- Stated task -
Please rewrite the rows below as a Markdown table with two columns, Number and Row Text, giving each line its own numbered table row, skipping blank lines, and leaving the pictures out.

- Exercise materials -

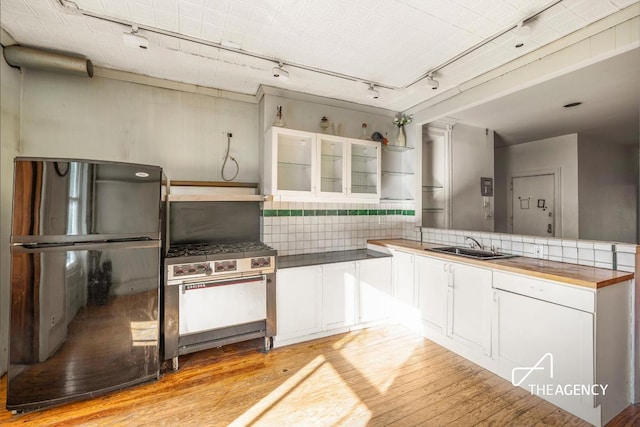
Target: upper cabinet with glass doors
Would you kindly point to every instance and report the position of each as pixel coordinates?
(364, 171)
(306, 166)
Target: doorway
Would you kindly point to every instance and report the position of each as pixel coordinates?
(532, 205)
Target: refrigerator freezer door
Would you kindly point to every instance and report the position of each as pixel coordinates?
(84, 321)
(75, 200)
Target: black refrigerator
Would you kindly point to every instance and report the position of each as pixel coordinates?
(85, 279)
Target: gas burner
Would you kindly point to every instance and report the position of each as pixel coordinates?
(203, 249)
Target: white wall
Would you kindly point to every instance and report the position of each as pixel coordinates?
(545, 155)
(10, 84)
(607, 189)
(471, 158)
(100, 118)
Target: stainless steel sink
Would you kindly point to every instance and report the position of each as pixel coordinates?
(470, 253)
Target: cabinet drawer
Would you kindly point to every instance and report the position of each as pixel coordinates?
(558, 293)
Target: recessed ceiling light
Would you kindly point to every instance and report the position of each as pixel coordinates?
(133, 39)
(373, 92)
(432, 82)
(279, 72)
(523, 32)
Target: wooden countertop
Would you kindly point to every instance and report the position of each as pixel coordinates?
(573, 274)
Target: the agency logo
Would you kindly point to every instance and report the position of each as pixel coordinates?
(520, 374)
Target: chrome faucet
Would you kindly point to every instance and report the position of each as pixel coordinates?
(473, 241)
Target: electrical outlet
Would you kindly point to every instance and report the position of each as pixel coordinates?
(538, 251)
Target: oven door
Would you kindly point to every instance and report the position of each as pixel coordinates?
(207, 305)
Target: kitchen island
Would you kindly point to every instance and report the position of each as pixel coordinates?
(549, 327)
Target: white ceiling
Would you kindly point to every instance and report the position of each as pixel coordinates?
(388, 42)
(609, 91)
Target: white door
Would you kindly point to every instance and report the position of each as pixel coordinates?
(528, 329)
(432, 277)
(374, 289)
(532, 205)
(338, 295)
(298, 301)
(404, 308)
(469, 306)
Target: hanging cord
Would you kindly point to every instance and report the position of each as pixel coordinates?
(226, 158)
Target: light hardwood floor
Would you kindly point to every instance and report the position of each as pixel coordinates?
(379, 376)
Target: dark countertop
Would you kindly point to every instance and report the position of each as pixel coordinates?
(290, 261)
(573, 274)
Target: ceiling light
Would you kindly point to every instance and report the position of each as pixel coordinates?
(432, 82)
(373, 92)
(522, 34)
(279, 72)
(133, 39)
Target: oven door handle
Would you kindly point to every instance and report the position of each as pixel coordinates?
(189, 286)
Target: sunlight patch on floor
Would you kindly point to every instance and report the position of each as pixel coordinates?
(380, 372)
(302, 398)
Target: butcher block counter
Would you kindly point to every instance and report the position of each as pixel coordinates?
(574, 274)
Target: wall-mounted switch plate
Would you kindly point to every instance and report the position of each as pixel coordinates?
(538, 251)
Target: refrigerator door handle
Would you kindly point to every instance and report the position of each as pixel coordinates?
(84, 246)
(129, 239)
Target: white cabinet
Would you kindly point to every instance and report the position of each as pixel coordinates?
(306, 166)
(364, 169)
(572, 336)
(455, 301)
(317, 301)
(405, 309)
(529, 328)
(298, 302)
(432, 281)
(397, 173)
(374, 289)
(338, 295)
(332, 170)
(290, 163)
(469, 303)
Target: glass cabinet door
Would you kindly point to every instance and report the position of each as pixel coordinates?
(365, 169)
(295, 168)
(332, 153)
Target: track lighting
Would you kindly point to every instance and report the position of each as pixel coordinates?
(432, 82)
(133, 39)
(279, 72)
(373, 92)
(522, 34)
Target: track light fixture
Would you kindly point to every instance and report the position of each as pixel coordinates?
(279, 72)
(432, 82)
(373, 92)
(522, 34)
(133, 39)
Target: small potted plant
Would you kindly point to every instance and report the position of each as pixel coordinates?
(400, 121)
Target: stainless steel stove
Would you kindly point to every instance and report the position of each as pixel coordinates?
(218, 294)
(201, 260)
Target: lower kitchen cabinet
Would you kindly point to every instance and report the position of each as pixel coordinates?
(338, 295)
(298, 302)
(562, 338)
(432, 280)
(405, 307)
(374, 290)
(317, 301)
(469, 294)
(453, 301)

- Task solution -
| Number | Row Text |
|---|---|
| 1 | Target: upper cabinet with glass doors |
| 2 | Would you kindly point to every instance and report the position of each as pixel coordinates? |
| 3 | (364, 171) |
| 4 | (306, 166) |
| 5 | Target: doorway |
| 6 | Would you kindly point to every instance and report the position of each as pixel coordinates? |
| 7 | (532, 205) |
| 8 | Target: refrigerator freezer door |
| 9 | Would you kindly point to every instance and report the position of each as pixel coordinates? |
| 10 | (84, 321) |
| 11 | (75, 200) |
| 12 | Target: black refrigerator |
| 13 | Would you kindly point to every instance and report the position of each as pixel coordinates? |
| 14 | (85, 279) |
| 15 | Target: gas burner |
| 16 | Would you kindly point to every instance and report the position of each as pixel coordinates? |
| 17 | (203, 249) |
| 18 | Target: white wall |
| 19 | Would you kindly point to every instance and report the position of each as pixel coordinates? |
| 20 | (545, 155) |
| 21 | (10, 84) |
| 22 | (607, 189) |
| 23 | (471, 158) |
| 24 | (100, 118) |
| 25 | Target: stainless steel sink |
| 26 | Would you kindly point to every instance and report the position of each as pixel coordinates? |
| 27 | (470, 253) |
| 28 | Target: cabinet drawer |
| 29 | Would you kindly point to every instance and report the position of each as pixel coordinates? |
| 30 | (558, 293) |
| 31 | Target: recessed ceiling light |
| 32 | Would you kindly point to every instance and report the position of each as pixel coordinates? |
| 33 | (133, 39) |
| 34 | (373, 92) |
| 35 | (432, 82) |
| 36 | (279, 72) |
| 37 | (523, 32) |
| 38 | Target: wooden countertop |
| 39 | Would you kindly point to every instance and report the position of each as pixel coordinates? |
| 40 | (573, 274) |
| 41 | Target: the agency logo |
| 42 | Would you kindly point to every instance and report the position of each as pixel coordinates? |
| 43 | (520, 374) |
| 44 | Target: chrome faucet |
| 45 | Would you kindly point to every instance and report the position of each as pixel coordinates? |
| 46 | (473, 241) |
| 47 | Target: electrical outlet |
| 48 | Would you kindly point to every instance and report the position of each as pixel coordinates? |
| 49 | (538, 251) |
| 50 | Target: oven door |
| 51 | Would you kindly point to every instance and report the position of each as pixel coordinates? |
| 52 | (207, 305) |
| 53 | Target: kitchen island |
| 54 | Would you kindly point to every instance and report the position of each as pixel coordinates? |
| 55 | (549, 327) |
| 56 | Target: white ceiling |
| 57 | Would you kindly point to every instance and report the position of each as pixel coordinates? |
| 58 | (388, 42) |
| 59 | (609, 91) |
| 60 | Target: white door |
| 61 | Would you kindly point to every instance and report the position of each as pixel coordinates? |
| 62 | (528, 329) |
| 63 | (432, 277) |
| 64 | (374, 289) |
| 65 | (532, 205) |
| 66 | (338, 295) |
| 67 | (298, 301) |
| 68 | (404, 308) |
| 69 | (469, 306) |
| 70 | Target: hanging cord |
| 71 | Would you kindly point to every instance and report the position of each as pixel coordinates? |
| 72 | (226, 158) |
| 73 | Target: light hardwood floor |
| 74 | Would you kindly point to every instance and report the position of each as pixel coordinates? |
| 75 | (379, 376) |
| 76 | Target: dark countertop |
| 77 | Would you kindly point to every instance and report the position of each as pixel coordinates? |
| 78 | (290, 261) |
| 79 | (573, 274) |
| 80 | Target: ceiling light |
| 81 | Would you kindly point to every instance and report the position of each as pixel coordinates? |
| 82 | (432, 82) |
| 83 | (373, 92) |
| 84 | (522, 34) |
| 85 | (279, 72) |
| 86 | (133, 39) |
| 87 | Target: oven door handle |
| 88 | Would you kindly point to every instance and report the position of each as pixel coordinates? |
| 89 | (189, 286) |
| 90 | Target: sunlight patch on floor |
| 91 | Would you kindly point to every instance and report the position of each as pixel coordinates? |
| 92 | (380, 372) |
| 93 | (302, 398) |
| 94 | Target: butcher block counter |
| 95 | Would you kindly point to every instance and report the position of each as pixel coordinates? |
| 96 | (574, 274) |
| 97 | Target: wall-mounted switch plate |
| 98 | Would you kindly point to every instance and report the position of each as pixel coordinates? |
| 99 | (538, 251) |
| 100 | Target: refrigerator door handle |
| 101 | Would you kindly point to every instance and report the position of each as pixel coordinates? |
| 102 | (84, 246) |
| 103 | (129, 239) |
| 104 | Target: white cabinet |
| 105 | Would you kindly point to every instance and report the position of each as pixel coordinates? |
| 106 | (306, 166) |
| 107 | (364, 169) |
| 108 | (572, 336) |
| 109 | (455, 301) |
| 110 | (317, 301) |
| 111 | (405, 309) |
| 112 | (529, 328) |
| 113 | (298, 302) |
| 114 | (432, 281) |
| 115 | (397, 173) |
| 116 | (374, 289) |
| 117 | (338, 295) |
| 118 | (332, 170) |
| 119 | (290, 163) |
| 120 | (469, 303) |
| 121 | Target: glass cabinet door |
| 122 | Would you kindly point to every instance and report the position of each as pixel coordinates? |
| 123 | (365, 169) |
| 124 | (295, 168) |
| 125 | (332, 153) |
| 126 | Target: track lighting |
| 127 | Would you kindly point to every instance and report the position of each as pixel coordinates? |
| 128 | (432, 82) |
| 129 | (133, 39) |
| 130 | (279, 72) |
| 131 | (373, 92) |
| 132 | (522, 34) |
| 133 | Target: track light fixture |
| 134 | Would you kindly point to every instance and report the position of each as pixel coordinates? |
| 135 | (279, 72) |
| 136 | (432, 82) |
| 137 | (373, 92) |
| 138 | (522, 34) |
| 139 | (133, 39) |
| 140 | Target: small potted plant |
| 141 | Would you kindly point to every instance and report the position of each as pixel coordinates? |
| 142 | (400, 121) |
| 143 | Target: stainless steel stove |
| 144 | Would you kindly point to every instance and report the position of each as pixel coordinates? |
| 145 | (218, 294) |
| 146 | (201, 260) |
| 147 | Target: lower kitchen cabinet |
| 148 | Would you kindly point to every instance and report the position of each as pixel coordinates? |
| 149 | (338, 295) |
| 150 | (298, 302) |
| 151 | (562, 338) |
| 152 | (432, 280) |
| 153 | (405, 307) |
| 154 | (374, 290) |
| 155 | (317, 301) |
| 156 | (469, 294) |
| 157 | (453, 301) |